• _Aim of the task_: Reproduce without any change every line from the start of the material through the line containing "223 152 L 218", with that line included.

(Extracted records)
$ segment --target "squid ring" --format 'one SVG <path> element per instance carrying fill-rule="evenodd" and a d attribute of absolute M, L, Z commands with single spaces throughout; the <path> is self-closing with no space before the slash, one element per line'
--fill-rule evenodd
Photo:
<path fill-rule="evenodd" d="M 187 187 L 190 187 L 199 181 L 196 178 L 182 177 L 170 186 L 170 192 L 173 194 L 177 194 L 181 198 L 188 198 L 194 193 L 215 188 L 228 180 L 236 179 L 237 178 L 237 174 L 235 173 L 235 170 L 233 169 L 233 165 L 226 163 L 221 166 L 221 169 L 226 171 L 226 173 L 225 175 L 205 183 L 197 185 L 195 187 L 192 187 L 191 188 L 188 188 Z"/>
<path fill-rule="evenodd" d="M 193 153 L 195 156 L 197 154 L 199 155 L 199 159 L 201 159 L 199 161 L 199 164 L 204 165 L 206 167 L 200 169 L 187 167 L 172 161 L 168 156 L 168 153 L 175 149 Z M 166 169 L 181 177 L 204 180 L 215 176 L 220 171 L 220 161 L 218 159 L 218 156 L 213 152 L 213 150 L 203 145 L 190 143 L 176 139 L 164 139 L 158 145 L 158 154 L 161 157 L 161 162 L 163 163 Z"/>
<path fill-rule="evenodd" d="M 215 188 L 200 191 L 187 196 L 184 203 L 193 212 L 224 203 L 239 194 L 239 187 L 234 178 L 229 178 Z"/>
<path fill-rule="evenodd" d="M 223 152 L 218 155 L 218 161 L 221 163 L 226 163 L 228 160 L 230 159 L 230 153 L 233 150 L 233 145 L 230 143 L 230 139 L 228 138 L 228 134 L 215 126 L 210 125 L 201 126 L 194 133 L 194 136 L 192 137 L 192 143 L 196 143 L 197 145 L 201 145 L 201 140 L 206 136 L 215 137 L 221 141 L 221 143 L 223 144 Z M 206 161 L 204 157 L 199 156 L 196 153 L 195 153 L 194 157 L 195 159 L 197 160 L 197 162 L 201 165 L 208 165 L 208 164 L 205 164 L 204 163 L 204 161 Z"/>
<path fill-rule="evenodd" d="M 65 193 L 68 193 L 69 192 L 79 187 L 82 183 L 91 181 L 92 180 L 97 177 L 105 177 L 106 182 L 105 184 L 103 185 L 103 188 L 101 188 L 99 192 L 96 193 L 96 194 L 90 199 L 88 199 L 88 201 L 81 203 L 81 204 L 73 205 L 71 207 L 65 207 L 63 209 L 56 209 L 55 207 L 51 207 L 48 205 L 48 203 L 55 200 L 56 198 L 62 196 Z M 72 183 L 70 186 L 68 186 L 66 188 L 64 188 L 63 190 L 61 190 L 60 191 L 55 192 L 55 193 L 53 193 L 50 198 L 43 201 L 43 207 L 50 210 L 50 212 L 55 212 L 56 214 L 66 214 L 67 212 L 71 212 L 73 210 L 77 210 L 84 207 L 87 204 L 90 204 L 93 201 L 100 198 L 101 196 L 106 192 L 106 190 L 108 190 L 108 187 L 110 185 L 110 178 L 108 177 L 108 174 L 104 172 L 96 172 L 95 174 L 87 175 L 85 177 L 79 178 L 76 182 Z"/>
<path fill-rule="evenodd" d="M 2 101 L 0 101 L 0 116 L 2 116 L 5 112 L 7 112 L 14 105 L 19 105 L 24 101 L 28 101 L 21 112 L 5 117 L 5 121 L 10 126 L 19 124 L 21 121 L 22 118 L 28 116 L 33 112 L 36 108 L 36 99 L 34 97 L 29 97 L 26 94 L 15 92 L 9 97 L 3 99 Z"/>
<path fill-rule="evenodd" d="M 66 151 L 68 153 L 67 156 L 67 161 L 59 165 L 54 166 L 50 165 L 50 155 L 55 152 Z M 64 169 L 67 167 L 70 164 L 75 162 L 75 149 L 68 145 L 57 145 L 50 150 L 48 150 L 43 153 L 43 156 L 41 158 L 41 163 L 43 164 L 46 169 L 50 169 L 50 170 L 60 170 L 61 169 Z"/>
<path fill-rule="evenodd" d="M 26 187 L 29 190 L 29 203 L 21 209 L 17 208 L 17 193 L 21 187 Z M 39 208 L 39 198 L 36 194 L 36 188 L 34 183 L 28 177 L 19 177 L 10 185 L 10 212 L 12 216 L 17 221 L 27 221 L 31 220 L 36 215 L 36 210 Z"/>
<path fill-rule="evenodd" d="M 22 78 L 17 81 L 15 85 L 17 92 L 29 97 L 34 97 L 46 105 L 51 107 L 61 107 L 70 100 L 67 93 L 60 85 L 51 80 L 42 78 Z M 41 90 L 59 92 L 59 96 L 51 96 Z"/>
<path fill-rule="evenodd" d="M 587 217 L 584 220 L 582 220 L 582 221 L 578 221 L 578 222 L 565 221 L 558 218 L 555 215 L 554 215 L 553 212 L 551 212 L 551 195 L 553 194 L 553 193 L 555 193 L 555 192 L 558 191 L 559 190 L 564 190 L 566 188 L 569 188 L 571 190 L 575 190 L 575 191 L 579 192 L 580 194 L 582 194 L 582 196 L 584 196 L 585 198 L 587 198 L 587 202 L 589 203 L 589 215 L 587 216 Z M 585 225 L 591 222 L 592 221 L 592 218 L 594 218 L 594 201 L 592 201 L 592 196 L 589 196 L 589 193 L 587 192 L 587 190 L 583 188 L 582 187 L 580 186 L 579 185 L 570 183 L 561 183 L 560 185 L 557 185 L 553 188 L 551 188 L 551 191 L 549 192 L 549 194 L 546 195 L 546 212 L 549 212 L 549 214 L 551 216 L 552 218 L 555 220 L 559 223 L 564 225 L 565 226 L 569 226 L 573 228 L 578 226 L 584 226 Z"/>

• _The solution_:
$ segment --target "squid ring" --format 'one SVG <path> element per instance carrying fill-rule="evenodd" and a d attribute of absolute M, L, Z commands with single spaces throughout; the <path> is self-closing with no space before the slash, one element per line'
--fill-rule evenodd
Photo:
<path fill-rule="evenodd" d="M 187 187 L 190 187 L 199 181 L 196 178 L 182 177 L 170 186 L 170 192 L 173 194 L 177 194 L 181 198 L 188 198 L 194 193 L 215 188 L 228 180 L 236 179 L 237 178 L 237 174 L 235 173 L 235 170 L 233 169 L 233 165 L 226 163 L 221 166 L 221 169 L 226 171 L 226 173 L 225 175 L 205 183 L 197 185 L 195 187 L 192 187 L 191 188 L 188 188 Z"/>
<path fill-rule="evenodd" d="M 193 153 L 195 156 L 197 154 L 199 155 L 199 159 L 201 159 L 199 161 L 199 164 L 204 165 L 206 167 L 200 169 L 187 167 L 172 161 L 168 156 L 168 153 L 175 149 Z M 166 169 L 181 177 L 204 180 L 215 176 L 220 171 L 220 161 L 218 159 L 218 156 L 213 152 L 213 150 L 203 145 L 190 143 L 176 139 L 164 139 L 158 145 L 158 154 L 161 157 L 161 162 L 163 163 Z"/>
<path fill-rule="evenodd" d="M 215 188 L 200 191 L 187 196 L 184 203 L 193 212 L 224 203 L 239 194 L 239 187 L 234 178 L 229 178 Z"/>
<path fill-rule="evenodd" d="M 223 152 L 218 155 L 218 161 L 221 163 L 226 163 L 228 160 L 230 159 L 230 153 L 233 150 L 233 145 L 230 143 L 230 139 L 228 138 L 228 134 L 215 126 L 210 125 L 201 126 L 194 133 L 194 136 L 192 137 L 192 143 L 196 143 L 197 145 L 201 145 L 201 140 L 206 136 L 215 137 L 221 141 L 221 143 L 223 144 Z M 206 161 L 204 157 L 199 156 L 196 153 L 195 153 L 194 157 L 195 159 L 197 160 L 197 162 L 201 165 L 208 165 L 208 164 L 205 164 L 204 163 L 204 161 Z"/>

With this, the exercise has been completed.